----- RECORDED DATA -----
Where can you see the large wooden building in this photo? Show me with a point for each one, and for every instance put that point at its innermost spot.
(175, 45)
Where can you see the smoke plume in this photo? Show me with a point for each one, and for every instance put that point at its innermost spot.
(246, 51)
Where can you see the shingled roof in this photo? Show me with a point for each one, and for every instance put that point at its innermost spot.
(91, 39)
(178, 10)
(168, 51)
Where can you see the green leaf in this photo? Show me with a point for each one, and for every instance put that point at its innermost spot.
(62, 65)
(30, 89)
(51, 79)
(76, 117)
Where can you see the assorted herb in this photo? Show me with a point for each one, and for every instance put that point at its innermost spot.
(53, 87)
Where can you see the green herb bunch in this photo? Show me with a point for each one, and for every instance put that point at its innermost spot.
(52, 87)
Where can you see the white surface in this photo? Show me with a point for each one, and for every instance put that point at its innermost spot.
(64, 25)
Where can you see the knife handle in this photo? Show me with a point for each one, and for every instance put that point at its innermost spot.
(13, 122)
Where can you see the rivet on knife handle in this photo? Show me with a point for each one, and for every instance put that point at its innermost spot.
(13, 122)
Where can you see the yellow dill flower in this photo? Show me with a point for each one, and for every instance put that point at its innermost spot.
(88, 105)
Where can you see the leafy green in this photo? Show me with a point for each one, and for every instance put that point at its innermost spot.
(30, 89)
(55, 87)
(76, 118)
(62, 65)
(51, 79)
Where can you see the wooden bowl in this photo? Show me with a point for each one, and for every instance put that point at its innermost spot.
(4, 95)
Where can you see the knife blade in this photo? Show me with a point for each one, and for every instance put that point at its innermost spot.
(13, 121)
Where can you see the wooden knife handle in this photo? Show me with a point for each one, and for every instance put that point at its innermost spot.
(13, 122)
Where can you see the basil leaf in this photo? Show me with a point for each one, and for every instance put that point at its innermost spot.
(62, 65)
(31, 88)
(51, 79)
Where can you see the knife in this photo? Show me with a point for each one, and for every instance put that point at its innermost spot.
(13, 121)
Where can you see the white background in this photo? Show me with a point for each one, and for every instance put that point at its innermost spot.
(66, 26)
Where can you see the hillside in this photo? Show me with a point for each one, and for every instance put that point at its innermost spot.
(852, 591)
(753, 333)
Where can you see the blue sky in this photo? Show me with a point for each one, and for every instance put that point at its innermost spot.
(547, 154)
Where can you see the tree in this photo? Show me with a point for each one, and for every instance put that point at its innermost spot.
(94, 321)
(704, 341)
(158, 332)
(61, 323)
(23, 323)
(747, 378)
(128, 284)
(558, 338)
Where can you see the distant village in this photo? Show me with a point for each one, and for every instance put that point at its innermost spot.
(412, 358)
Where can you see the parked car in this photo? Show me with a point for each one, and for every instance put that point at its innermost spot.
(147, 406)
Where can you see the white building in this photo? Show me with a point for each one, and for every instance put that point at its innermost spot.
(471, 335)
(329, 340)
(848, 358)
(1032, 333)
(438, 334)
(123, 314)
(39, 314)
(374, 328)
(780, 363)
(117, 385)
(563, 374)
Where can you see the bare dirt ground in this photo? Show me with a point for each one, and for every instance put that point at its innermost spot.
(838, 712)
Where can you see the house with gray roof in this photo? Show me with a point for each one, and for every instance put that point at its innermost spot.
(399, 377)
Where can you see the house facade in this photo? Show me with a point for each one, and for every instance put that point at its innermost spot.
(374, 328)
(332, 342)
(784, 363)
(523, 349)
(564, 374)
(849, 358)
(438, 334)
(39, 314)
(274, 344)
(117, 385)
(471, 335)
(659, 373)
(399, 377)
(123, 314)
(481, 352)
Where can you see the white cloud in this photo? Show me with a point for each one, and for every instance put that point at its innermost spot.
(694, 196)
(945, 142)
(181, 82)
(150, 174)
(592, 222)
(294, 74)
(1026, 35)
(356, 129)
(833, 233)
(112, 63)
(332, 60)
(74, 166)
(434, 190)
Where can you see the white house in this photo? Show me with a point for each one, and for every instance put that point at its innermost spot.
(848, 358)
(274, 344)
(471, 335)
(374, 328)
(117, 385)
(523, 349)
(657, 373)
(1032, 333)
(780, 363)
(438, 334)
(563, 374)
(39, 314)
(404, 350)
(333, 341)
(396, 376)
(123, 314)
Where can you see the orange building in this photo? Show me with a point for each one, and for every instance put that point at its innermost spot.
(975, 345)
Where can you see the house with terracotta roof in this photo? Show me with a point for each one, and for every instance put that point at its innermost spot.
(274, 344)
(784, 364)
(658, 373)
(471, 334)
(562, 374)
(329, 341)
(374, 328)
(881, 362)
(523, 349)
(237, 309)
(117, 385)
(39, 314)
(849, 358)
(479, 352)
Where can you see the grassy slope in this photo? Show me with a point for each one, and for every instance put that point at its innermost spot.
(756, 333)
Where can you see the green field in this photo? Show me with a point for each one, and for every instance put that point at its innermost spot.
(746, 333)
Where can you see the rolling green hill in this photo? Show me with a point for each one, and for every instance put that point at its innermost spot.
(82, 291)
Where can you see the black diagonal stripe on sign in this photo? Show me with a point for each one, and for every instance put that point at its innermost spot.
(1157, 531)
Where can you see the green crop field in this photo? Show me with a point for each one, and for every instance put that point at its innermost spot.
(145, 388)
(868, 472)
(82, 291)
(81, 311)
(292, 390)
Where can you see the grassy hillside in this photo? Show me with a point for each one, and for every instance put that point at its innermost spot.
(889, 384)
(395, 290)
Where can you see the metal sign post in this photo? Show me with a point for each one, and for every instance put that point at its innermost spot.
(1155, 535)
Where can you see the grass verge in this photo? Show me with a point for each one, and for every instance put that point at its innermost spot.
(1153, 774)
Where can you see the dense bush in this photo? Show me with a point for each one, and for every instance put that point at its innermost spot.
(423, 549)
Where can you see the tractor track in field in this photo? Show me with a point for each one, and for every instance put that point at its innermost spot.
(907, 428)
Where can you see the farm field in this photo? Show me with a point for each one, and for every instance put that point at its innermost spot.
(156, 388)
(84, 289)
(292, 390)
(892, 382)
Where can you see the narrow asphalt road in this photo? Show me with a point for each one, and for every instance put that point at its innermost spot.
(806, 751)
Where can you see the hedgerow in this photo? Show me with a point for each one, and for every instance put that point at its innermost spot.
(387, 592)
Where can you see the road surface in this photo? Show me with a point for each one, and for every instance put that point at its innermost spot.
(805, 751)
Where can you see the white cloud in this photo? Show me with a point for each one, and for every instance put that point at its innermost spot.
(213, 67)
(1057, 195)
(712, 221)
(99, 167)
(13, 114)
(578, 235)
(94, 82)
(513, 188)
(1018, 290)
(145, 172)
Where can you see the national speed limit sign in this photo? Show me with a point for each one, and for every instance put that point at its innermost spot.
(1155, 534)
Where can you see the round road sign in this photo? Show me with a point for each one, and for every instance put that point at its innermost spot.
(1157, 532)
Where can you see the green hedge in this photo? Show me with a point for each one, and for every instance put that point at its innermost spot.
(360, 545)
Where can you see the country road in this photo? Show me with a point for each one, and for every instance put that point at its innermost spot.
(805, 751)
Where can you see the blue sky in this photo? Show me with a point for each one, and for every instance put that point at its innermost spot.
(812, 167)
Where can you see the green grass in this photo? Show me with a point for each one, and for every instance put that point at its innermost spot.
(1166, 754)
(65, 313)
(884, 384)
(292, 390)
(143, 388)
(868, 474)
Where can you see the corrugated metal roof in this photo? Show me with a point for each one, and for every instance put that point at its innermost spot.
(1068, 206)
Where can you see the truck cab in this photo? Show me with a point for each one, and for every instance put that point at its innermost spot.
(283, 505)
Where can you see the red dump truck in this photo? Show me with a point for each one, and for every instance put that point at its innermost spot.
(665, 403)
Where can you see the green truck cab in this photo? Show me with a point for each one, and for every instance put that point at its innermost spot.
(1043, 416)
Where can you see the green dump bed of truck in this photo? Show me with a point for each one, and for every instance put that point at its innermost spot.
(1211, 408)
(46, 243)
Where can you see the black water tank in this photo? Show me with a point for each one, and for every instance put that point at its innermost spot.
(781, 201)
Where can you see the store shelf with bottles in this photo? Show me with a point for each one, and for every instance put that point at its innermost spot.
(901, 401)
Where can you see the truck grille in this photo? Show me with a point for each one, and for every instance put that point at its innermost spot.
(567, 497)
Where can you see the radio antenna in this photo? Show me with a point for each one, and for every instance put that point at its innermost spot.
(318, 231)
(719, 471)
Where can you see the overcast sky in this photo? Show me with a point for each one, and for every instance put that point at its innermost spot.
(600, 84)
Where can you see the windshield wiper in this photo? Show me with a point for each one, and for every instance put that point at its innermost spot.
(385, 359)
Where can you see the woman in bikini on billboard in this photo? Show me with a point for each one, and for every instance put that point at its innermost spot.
-----
Please convert the lines of the items into a JSON list of strings, one string per line with blank lines left out, starting with the line that contains "Where can you see the national" and going on through the line that contains "(1157, 532)", both included.

**EXERCISE OUTPUT:**
[
  "Where can you see the national speed limit sign in this photo? Show me with a point for each one, and for every instance put that point at its innermost spot.",
  "(1155, 534)",
  "Where can you see the round road sign in this photo? Show me with a point for each one, and for every instance put that point at its innermost spot.",
  "(1157, 532)"
]